◆ Provided data
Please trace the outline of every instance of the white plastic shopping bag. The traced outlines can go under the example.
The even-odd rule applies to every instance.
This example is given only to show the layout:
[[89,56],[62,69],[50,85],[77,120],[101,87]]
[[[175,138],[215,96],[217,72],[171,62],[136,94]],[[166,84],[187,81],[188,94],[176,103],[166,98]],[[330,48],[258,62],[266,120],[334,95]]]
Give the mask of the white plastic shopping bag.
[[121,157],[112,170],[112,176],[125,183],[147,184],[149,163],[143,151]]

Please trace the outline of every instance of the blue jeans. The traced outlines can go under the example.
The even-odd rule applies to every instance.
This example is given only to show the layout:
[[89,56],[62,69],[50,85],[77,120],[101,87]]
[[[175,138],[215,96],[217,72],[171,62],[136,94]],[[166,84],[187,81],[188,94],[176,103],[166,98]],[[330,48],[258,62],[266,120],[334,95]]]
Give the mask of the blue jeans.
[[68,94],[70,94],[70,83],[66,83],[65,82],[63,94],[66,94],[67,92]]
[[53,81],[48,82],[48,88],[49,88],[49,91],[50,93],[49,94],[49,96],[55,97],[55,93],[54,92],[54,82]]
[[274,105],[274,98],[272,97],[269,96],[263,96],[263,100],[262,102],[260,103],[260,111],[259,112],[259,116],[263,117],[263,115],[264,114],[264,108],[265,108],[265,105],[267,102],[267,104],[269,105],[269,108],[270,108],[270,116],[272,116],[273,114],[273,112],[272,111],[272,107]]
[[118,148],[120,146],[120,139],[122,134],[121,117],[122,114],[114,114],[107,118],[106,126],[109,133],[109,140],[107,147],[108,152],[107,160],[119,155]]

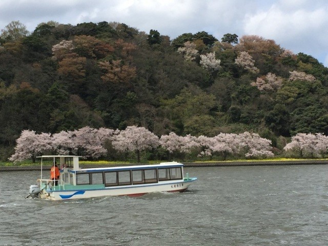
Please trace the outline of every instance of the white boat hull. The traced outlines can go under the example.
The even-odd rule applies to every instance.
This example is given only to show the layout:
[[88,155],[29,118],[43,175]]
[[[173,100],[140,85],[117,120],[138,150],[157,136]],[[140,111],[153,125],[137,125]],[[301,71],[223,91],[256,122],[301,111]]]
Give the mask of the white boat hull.
[[138,196],[156,192],[183,192],[188,189],[192,182],[196,180],[197,178],[191,178],[188,180],[171,180],[156,183],[106,187],[101,189],[44,190],[40,193],[40,197],[50,200],[63,200],[111,196]]

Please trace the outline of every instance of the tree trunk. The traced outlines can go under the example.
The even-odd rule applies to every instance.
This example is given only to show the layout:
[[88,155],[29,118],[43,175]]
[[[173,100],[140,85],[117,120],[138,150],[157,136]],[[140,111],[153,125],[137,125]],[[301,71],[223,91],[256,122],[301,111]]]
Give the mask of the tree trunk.
[[140,150],[137,150],[137,159],[138,163],[140,163]]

◆ Task to complete
Drop the pictures and reproduce the rest of the entries above exactly.

◆ Written answer
Please trace the outline of every instance of the white plastic shopping bag. The traced outlines can go under the example.
The even-odd rule applies to every instance.
This example is given only to show the layout:
[[89,56],[62,69],[50,85],[77,120],[101,87]]
[[[175,138],[215,96],[217,72],[171,62],[136,94]],[[166,84],[187,81],[188,94],[176,103],[166,98]],[[330,48],[258,62],[266,120],[334,95]]]
Give the mask of the white plastic shopping bag.
[[121,157],[112,170],[112,176],[125,183],[147,184],[149,163],[143,151]]

Please trace the outline of every instance of the blue jeans. The traced outlines can go under the example.
The even-odd rule applies to every instance.
This example is given only to show the layout:
[[89,56],[62,69],[50,85],[77,120],[101,87]]
[[[175,138],[215,96],[217,72],[171,62],[136,94]],[[166,84],[187,81],[188,94],[176,103],[166,98]],[[330,48],[258,62],[266,120],[334,95]]]
Give the mask of the blue jeans.
[[68,94],[70,94],[70,83],[66,83],[65,82],[63,94],[66,94],[67,92]]
[[53,81],[48,82],[48,88],[49,88],[49,91],[50,93],[49,94],[49,96],[55,97],[55,93],[54,92],[54,82]]
[[274,105],[274,98],[272,97],[269,96],[263,96],[263,100],[262,102],[260,103],[260,111],[259,112],[259,116],[263,117],[263,115],[264,114],[264,108],[265,108],[265,105],[267,102],[267,104],[269,105],[269,108],[270,108],[270,116],[272,116],[273,114],[273,112],[272,111],[272,107]]
[[118,148],[120,146],[120,139],[122,134],[121,117],[122,114],[114,114],[107,118],[106,126],[109,133],[109,140],[107,147],[108,152],[107,160],[119,155]]

Please trace the outline of every instance of the white boat hull. The traced outlines can go under the example.
The even-odd rule applies to every instance.
This example is given only to show the layout:
[[88,155],[29,118],[43,175]]
[[[173,100],[140,85],[117,120],[138,150],[157,136]],[[140,111],[153,125],[137,125]],[[301,71],[223,91],[256,122],[301,111]]]
Give the mask of the white boat hull.
[[138,196],[156,192],[183,192],[188,189],[192,182],[196,180],[197,178],[191,178],[188,180],[171,180],[156,183],[106,187],[101,189],[44,190],[40,193],[40,197],[50,200],[63,200],[111,196]]

Please trace the outline of every instance of the tree trunk. The traced outlines can go under the example.
The even-odd rule applies to every instance.
This example is given only to show the layout:
[[88,155],[29,118],[43,175]]
[[[173,100],[140,85],[117,120],[138,150],[157,136]],[[140,111],[153,125],[137,125]],[[301,71],[223,91],[256,122],[301,111]]]
Give the mask of the tree trunk.
[[140,150],[137,150],[137,159],[138,163],[140,163]]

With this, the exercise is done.